Texto para leitura:
▬▬▬
Andam a mexer muito com os velhos aqui no Rio ultimamente. Que a ciência e os cientistas procurem dar-lhes meios efetivos de preservar a saúde, que as leis assentem para eles os recursos próprios que lhes poupem penúrias e humilhações. Mas querer iludi-los com estimulantes psicológicos, ficar a discutir as suas tristezas em público, me parece impertinência. Deixemos os velhos em paz. Tratá-los como crianças, engambelá-los com ilusões, é ofender-lhes a dignidade. Envelhecer é cruel, ser velho é uma crueldade inevitável. A criatura humana, entretanto, tem o orgulho preliminar de poder aguentar a verdade. Só um velho palerma, indigno da velhice, iria acreditar que não é velho, que a velhice não existe, que a vida é um perene sorriso. Os velhos verdadeiros, honrados, sabem como se arrumar no seu canto, e têm o seu pudor e a sua gravidade. Por que incomodá-los? Não precisam de nós, que os aborrecemos com os nossos consolos. Respeitemos o reservado silêncio da idade avançada, na esperança de que também nos respeitem mais tarde.
A velhice é um sentimento muito íntimo, que não se pode violar com frioleiras sentimentais. O sentimentalismo habitual dos jovens diante dos anciãos é inoportuno e doloroso. Pretender reanimar um espírito mais vivido, mais experiente e mais amargado que o nosso é uma gafe impiedosa. Os velhos são mais sábios que os moços; estes jamais poderiam ensinar-lhes coisa alguma sobre a vida. E tantos gestos afetivos lesam muito mais do que confortam, tantas solicitudes inábeis estão sempre a reabrir feridas.
▬▬▬
Descrições de objetos em texto livre:
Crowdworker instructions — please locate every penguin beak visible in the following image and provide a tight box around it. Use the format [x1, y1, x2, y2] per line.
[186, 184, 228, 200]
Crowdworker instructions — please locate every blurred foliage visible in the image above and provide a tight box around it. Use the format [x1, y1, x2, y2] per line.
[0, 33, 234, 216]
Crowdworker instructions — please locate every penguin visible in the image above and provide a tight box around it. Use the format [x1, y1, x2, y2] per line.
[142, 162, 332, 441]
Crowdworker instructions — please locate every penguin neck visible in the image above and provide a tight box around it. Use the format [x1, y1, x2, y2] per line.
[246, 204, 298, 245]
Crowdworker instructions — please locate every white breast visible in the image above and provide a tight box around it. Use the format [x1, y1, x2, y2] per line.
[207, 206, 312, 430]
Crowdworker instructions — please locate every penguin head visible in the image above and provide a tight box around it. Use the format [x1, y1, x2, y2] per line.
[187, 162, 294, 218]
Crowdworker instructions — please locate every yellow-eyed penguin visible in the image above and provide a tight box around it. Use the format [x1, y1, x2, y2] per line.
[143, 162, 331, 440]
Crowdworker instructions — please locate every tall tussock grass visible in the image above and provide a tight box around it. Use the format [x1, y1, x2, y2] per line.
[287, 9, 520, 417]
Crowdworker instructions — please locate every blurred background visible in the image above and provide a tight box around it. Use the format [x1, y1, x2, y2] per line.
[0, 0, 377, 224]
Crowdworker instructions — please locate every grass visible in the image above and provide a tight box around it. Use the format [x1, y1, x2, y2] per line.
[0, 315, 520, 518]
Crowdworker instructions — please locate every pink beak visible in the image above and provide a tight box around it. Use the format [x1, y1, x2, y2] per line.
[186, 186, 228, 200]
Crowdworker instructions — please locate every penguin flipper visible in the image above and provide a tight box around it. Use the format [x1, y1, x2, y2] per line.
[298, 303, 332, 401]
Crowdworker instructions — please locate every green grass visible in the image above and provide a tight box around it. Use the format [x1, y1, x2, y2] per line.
▬▬▬
Tarefa proposta: Reescreva o trecho do texto sobre a velhice que vai de "A velhice é" até "a reabrir feridas.", substituindo "frioleiras" por "banalidades".

Resultado da tarefa:
A velhice é um sentimento muito íntimo, que não se pode violar com banalidades sentimentais. O sentimentalismo habitual dos jovens diante dos anciãos é inoportuno e doloroso. Pretender reanimar um espírito mais vivido, mais experiente e mais amargado que o nosso é uma gafe impiedosa. Os velhos são mais sábios que os moços; estes jamais poderiam ensinar-lhes coisa alguma sobre a vida. E tantos gestos afetivos lesam muito mais do que confortam, tantas solicitudes inábeis estão sempre a reabrir feridas.